▶ _DO THIS_
Copy out only the lines of the items from the one holding "Objective — one point on each instance of the gravel in" through the last line, both ends included, swapping "illuminated" for "lit" and leaving everything else unchanged.

** START **

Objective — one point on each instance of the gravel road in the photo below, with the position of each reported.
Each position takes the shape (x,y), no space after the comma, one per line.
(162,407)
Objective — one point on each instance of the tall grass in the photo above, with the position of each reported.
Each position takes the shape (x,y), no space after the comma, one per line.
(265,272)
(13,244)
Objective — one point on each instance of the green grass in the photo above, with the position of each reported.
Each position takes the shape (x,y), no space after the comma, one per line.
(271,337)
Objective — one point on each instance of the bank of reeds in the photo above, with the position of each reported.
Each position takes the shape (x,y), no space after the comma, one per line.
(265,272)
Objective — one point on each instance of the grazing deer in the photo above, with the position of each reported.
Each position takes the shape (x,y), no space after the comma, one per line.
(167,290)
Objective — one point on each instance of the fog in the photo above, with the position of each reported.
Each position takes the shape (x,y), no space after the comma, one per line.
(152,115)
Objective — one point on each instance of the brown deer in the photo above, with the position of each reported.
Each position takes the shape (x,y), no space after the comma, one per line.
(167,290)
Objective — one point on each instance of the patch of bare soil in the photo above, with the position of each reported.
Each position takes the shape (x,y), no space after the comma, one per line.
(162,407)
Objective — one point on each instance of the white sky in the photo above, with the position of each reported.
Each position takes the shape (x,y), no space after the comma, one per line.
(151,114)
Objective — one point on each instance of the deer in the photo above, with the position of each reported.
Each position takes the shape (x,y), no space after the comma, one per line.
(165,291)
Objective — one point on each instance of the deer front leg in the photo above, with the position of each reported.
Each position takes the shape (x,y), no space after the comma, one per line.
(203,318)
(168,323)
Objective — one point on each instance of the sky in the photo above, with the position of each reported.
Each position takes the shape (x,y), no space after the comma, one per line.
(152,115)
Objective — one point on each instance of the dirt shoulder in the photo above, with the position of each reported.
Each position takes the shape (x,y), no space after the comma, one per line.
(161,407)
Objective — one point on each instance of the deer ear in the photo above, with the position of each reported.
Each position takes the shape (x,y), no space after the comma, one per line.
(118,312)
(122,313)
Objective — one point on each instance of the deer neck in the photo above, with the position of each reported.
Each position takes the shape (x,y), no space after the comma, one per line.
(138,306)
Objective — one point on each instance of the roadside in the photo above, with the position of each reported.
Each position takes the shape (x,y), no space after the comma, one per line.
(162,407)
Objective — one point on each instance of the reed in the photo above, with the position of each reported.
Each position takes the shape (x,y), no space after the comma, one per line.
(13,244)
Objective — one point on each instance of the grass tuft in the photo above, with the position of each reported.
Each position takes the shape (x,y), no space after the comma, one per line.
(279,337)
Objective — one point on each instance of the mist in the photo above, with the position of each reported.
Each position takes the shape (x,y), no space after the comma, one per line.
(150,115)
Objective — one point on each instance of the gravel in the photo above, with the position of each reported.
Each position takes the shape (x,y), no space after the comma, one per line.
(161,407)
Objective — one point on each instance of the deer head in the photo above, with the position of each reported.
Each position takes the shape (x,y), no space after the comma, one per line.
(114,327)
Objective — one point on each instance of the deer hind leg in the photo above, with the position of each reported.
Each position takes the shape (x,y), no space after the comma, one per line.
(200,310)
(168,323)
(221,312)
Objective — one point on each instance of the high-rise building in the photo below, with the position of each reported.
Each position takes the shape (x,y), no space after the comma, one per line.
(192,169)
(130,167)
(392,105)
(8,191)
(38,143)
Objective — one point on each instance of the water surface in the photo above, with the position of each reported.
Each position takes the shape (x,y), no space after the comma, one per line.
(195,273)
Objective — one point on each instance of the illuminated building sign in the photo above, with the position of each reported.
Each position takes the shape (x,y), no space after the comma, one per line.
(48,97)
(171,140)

** END **

▶ _EXPECTED OUTPUT_
Objective — one point on each instance of the gravel in the photo above, with the position of each reported.
Each position takes the shape (x,y), no space after the comma, one per line.
(161,407)
Objective — one point on each instance of the deer head in the photo above, with the position of each reported.
Each position takes the shape (x,y), no space after the comma, one per line.
(114,327)
Objective — one point on each instance of the deer hind leg in the photo above, with the position of each reported.
Each position takes the shape (x,y), no space after the comma, one per line.
(200,310)
(168,323)
(221,312)
Objective — one point on each instance of the high-rise building in the photo below, with the position of each reported.
Each position takes the shape (x,y), no space after the comma, one per line.
(192,169)
(130,167)
(392,105)
(8,191)
(38,143)
Objective — one point on each instance of the water surface in the photo above, with the position of each reported.
Each position takes the shape (x,y), no space after the comma, one per line.
(195,273)
Objective — one point on each instance of the lit building sign in the photo above, with the position of each reported.
Each position takes the shape (x,y), no space after the comma, one per line.
(48,97)
(171,140)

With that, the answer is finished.